What is being asked
Copy out the listing exactly.

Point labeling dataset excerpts

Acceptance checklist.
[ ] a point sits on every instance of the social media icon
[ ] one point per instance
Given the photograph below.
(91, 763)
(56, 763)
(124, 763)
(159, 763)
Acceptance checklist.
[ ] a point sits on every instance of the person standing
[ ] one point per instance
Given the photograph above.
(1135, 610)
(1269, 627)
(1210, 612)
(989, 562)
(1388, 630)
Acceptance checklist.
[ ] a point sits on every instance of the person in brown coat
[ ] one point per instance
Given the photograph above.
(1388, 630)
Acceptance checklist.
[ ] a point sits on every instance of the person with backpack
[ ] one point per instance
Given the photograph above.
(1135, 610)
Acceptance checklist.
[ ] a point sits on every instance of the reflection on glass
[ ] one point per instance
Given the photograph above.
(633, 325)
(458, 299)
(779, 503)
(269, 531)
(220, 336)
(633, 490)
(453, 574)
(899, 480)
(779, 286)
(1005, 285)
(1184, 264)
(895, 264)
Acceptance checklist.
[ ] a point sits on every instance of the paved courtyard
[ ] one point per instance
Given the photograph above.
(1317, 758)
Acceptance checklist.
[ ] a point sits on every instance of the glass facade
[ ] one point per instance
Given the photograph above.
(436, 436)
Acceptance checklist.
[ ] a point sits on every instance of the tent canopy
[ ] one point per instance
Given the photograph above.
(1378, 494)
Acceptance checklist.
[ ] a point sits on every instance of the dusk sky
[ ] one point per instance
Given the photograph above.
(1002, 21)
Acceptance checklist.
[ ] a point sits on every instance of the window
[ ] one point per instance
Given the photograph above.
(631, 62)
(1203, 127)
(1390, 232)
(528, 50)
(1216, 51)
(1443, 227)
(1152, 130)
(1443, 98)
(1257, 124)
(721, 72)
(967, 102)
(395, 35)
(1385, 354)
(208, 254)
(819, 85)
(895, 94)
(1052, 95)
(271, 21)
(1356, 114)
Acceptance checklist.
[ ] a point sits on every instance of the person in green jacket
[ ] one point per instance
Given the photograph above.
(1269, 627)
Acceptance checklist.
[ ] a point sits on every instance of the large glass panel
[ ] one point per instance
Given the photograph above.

The solution
Acceptance checklist.
[ ] a point sits on every instance of the social media icon
[ ] one point per instance
Given the photograph below.
(91, 763)
(56, 763)
(124, 763)
(159, 763)
Acceptance checklist.
[ ] a point sits on every instance of the person standing
[ ] one point per instance
Given the photograph above.
(1135, 610)
(1269, 627)
(1210, 612)
(989, 562)
(1388, 630)
Acceptance checklist.
[ ] a point sits on every instance of the person in brown coat
[ ] one point per instance
Given the photograph above.
(1388, 630)
Acceptance checklist.
[ ] a point sits on every instance of the person with backpack
[ ] one point per instance
Given the photograph above.
(1135, 610)
Acceptance checklist.
[ ] a point sits on every instance of the reflection on glass
[ ] one point per instance
Given the photograph above.
(633, 325)
(458, 299)
(779, 503)
(269, 531)
(220, 336)
(633, 490)
(453, 574)
(899, 480)
(779, 286)
(1005, 285)
(1184, 264)
(895, 264)
Acceptance checklist.
[ ] a point sits on every instance of the paved courtyard
[ ] one point per instance
Given the photograph above.
(1317, 758)
Acceptance checklist.
[ ] a point sits on every instance of the glass facade
[ ] one point per instance
Given the photograph above.
(436, 436)
Acceptance checklist.
[ ] a point sits on every instance of the tent canopy
[ ] one point per instance
Given the photograph above.
(1378, 494)
Acceptance checklist.
[ ] a point sits on every instance of the dusk sky
[ ] one point per instance
Given the photograph above.
(1002, 21)
Acceptance checklist.
[ ] a point sits on every instance of the window
[ ] one point per instance
Given the photograph above.
(631, 62)
(1203, 127)
(1390, 232)
(528, 50)
(1216, 51)
(1443, 227)
(1152, 130)
(1443, 98)
(1257, 124)
(721, 72)
(967, 102)
(395, 35)
(1385, 354)
(208, 254)
(819, 85)
(895, 94)
(1052, 95)
(271, 21)
(1356, 114)
Acceptance checklist.
[ ] a point sits on every instance of the person in green jacket
[ ] one point per instance
Given the photograph above.
(1269, 627)
Acceptance checklist.
[ ] a point sits on every instance of the large glass panel
[ ] one point per instance
Given the photograph above.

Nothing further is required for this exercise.